Given text »
^^^^
Wharton’s Community Rallies Around Fajgenbaum’s Fight
The support and community Fajgenbaum encountered at Wharton has astounded him. “I came to business school expecting that I would be able to gain the skills that I needed to take down Castleman disease,” says Fajgenbaum. “What I didn’t count on was the Wharton community getting behind me the way it did.”

Twenty fellow students have given as much as 20 hours a week of their time to be part of the CDCN’s leadership team. The help this team has provided—from working with a researcher at Columbia University to obtain tissue samples to creating marketing materials—has been invaluable.

“I never imagined there would be this significant group of Wharton students who would make this their passion, too,” he says. He calculates the ROI of his MBA in terms different than those of many other business school students. The way he sees it, he has gotten at least a 10-fold return on the two years he devoted to business school in terms of the time and energy his colleagues and classmates have given to serve on the team and be part of the fight.
^^^^
Study material »
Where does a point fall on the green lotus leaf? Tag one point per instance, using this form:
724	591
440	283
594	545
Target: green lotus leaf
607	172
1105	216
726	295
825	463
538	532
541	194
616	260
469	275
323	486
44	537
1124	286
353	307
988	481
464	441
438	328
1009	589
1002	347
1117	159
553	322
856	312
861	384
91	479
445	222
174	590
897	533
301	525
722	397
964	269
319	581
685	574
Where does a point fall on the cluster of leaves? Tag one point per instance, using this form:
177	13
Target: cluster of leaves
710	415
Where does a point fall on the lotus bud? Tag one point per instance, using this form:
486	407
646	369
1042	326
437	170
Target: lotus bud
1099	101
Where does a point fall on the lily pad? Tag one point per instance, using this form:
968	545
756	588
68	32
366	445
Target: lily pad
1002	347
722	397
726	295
^^^^
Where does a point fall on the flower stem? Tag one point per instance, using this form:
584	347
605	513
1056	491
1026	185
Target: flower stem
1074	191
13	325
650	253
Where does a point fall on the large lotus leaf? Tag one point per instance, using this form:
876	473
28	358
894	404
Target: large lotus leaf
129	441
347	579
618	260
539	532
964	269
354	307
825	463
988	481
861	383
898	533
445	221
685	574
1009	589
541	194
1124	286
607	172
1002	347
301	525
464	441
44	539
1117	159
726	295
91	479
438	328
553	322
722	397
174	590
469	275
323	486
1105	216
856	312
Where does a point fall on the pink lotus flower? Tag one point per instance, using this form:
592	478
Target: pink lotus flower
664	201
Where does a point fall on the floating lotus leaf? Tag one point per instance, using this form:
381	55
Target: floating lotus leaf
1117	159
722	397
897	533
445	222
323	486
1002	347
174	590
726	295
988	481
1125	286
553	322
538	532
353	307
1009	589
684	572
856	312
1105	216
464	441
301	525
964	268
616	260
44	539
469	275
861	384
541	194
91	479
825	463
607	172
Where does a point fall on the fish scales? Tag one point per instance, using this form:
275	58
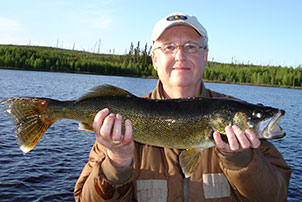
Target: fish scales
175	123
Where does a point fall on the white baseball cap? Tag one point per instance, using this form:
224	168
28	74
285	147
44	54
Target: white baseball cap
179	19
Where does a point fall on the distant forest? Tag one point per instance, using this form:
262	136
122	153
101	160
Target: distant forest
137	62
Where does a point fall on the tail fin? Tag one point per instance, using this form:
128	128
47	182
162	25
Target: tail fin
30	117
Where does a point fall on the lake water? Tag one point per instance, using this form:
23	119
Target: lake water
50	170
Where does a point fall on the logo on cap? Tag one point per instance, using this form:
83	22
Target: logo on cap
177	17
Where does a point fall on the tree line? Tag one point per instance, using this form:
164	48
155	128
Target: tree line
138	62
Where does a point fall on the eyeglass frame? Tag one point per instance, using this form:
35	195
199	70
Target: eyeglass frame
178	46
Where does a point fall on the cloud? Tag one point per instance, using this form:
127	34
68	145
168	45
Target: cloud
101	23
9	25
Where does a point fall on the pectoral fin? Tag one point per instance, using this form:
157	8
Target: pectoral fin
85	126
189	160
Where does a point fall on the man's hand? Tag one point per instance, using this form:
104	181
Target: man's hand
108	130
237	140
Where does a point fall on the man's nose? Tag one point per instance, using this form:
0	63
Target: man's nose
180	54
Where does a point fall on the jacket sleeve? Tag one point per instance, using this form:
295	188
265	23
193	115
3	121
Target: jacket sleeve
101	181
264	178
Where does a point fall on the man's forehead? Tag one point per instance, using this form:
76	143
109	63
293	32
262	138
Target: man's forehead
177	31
^^^^
Work required »
Copy out the whole text on Wharton's support for Fajgenbaum word for word. You won't need the lines above for this.

Reply to the exercise »
Wharton’s Community Rallies Around Fajgenbaum’s Fight
The support and community Fajgenbaum encountered at Wharton has astounded him. “I came to business school expecting that I would be able to gain the skills that I needed to take down Castleman disease,” says Fajgenbaum. “What I didn’t count on was the Wharton community getting behind me the way it did.”

Twenty fellow students have given as much as 20 hours a week of their time to be part of the CDCN’s leadership team. The help this team has provided—from working with a researcher at Columbia University to obtain tissue samples to creating marketing materials—has been invaluable.

“I never imagined there would be this significant group of Wharton students who would make this their passion, too,” he says. He calculates the ROI of his MBA in terms different than those of many other business school students. The way he sees it, he has gotten at least a 10-fold return on the two years he devoted to business school in terms of the time and energy his colleagues and classmates have given to serve on the team and be part of the fight.